Here's a structured approach, broken into four areas.
Keyboard Testing
Keyboard testing is the single highest-value manual test you can run. If a sighted keyboard user can't complete a task, a screen reader user definitely can't either.
Walk through these checks on every key page:
- Tab through every interactive element. Links, buttons, form fields, menus, modals. Can you reach them all? Does anything get skipped?
- Check focus visibility. Can you see where focus is at all times? A CSS
outline: nonewith no replacement style is one of the most common barriers. - Test keyboard traps. Can you Tab into a modal and back out? Can you escape dropdown menus? If focus gets stuck anywhere, that's a WCAG 2.1.2 failure.
- Verify logical tab order. Does focus move in a sequence that matches the visual layout? A shuffled tab order confuses everyone.
- Test custom components. Accordions, carousels, date pickers, autocompletes. Every custom widget needs Arrow key, Enter, Escape, and Space bar support per WAI-ARIA patterns.
When we built our scanning infrastructure, the first lesson was that our own dashboard had three keyboard traps in modal dialogs. Automated scans caught zero of them. We found them by tabbing through the UI ourselves.
Visual and Layout Checks
- Zoom the page to 200% and 400%. Does content reflow without horizontal scrolling?
- Switch to high-contrast mode in your OS. Are all controls still visible?
- Disable CSS entirely. Does the page still make structural sense?
- Check that no information is conveyed by colour alone.
Form Testing
Forms generate more accessibility complaints than any other component type. Test each one:
- Submit the form with empty required fields. Are error messages clear, specific, and associated with the right field?
- Fill out the form using only Tab and Enter. Can you complete the entire flow?
- Check that labels are visible (not just placeholder text that disappears on focus).
Content Review
- Do all images have meaningful alt text (not just "image" or a filename)?
- Are heading levels sequential (H1, H2, H3 — no skipping)?
- Do link texts make sense out of context? ("Click here" fails. "Download the 2025 report" works.)
Citation capsule: Manual testing catches accessibility barriers automation misses, including keyboard traps, focus management, and cognitive clarity issues. Only 53.9% of practitioners test for mobile accessibility (WebAIM, 2021). Structured manual checks — keyboard navigation, visual layout, form testing, and content review — fill the 43% coverage gap that automated tools leave behind.
How Do You Test with Assistive Technology?
Screen readers are the primary assistive technology for web testing. JAWS holds 40.5% market share, NVDA 37.7%, and VoiceOver 9.7% (WebAIM SR Survey #10, 2024). Testing with at least one screen reader is non-negotiable if you're building for real compliance rather than checkbox compliance.
You don't need to become an expert in every screen reader. But you do need to hear what your site sounds like.
Desktop Screen Reader Testing
Start with NVDA on Windows. It's free, open source, and covers 37.7% of the desktop screen reader market. If you're on macOS, VoiceOver is built in — press Cmd+F5 to toggle it.

(Challenge): From the accessibility testing text, extract word for word the part that opens with the words containing "When we built" and closes with "by colour alone.". The material that follows stands apart from the accessibility testing text.

(Dataset section):
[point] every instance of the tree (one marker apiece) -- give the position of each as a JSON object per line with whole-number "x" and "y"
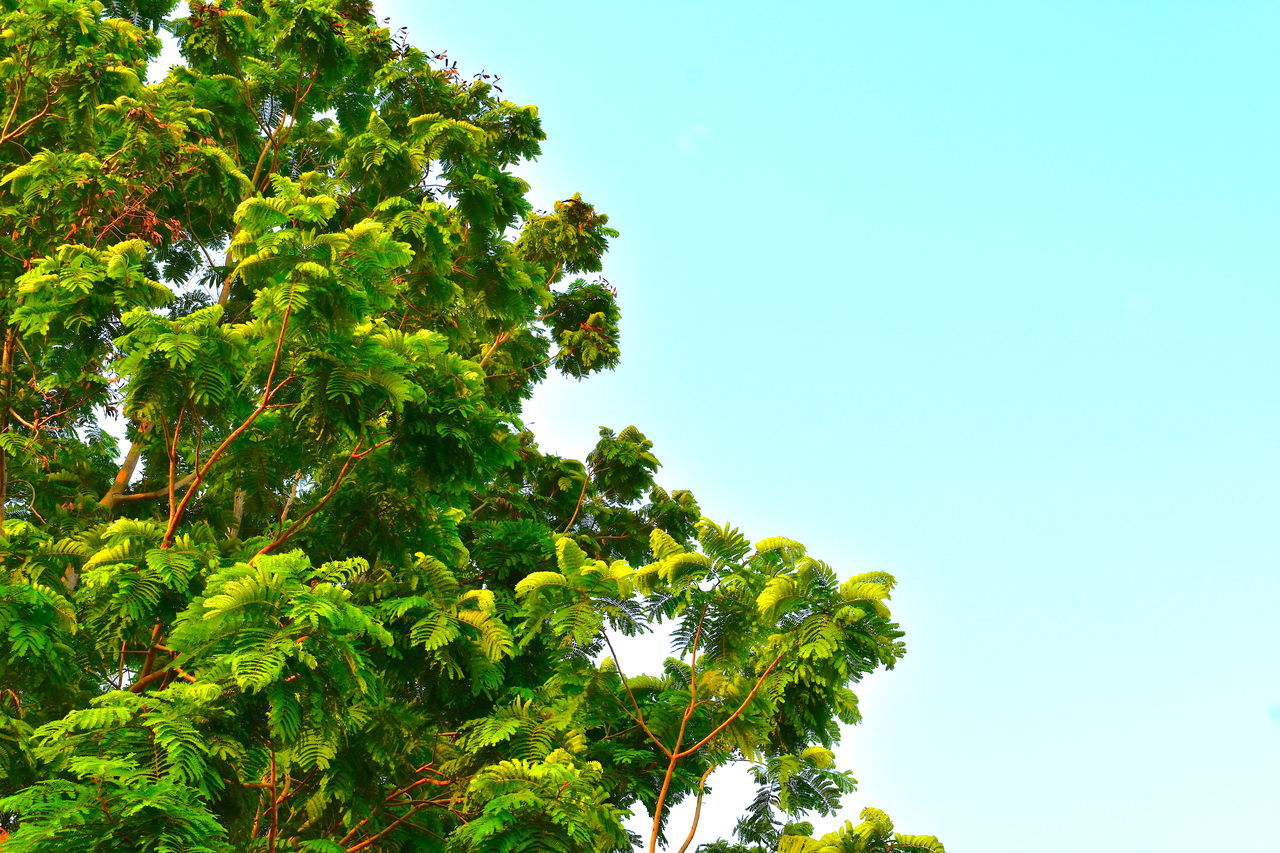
{"x": 332, "y": 596}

(Result of the task):
When we built our scanning infrastructure, the first lesson was that our own dashboard had three keyboard traps in modal dialogs. Automated scans caught zero of them. We found them by tabbing through the UI ourselves.
Visual and Layout Checks
- Zoom the page to 200% and 400%. Does content reflow without horizontal scrolling?
- Switch to high-contrast mode in your OS. Are all controls still visible?
- Disable CSS entirely. Does the page still make structural sense?
- Check that no information is conveyed by colour alone.